* _Task description_
Your answer must be an exact copy of the records, with no pictures included.

****************************************

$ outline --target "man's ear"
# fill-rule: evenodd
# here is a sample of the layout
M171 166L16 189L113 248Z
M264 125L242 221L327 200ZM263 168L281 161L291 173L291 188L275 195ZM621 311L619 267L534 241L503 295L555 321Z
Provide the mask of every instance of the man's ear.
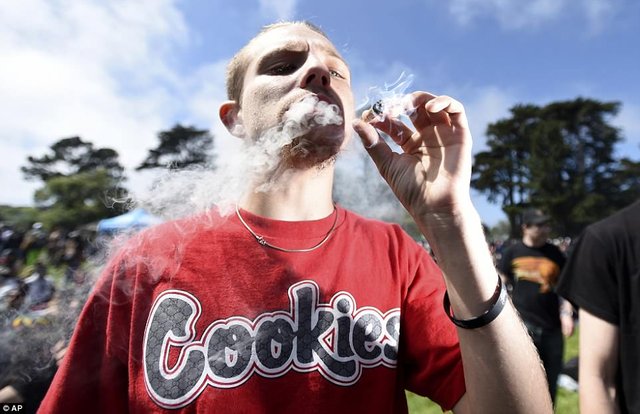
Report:
M227 127L227 131L233 136L244 138L244 125L239 112L240 105L236 101L226 101L220 105L220 120Z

****************************************

* _Output for this exercise_
$ outline --target "man's ear"
# fill-rule: evenodd
# here is a sample of the layout
M171 166L16 189L113 248Z
M264 125L242 221L327 200ZM263 168L281 161L291 173L291 188L275 195ZM621 311L619 267L534 241L503 295L555 321Z
Provide the mask of every instance of the man's ear.
Report:
M227 127L227 131L233 136L244 138L244 125L239 112L240 105L236 101L226 101L220 105L220 120Z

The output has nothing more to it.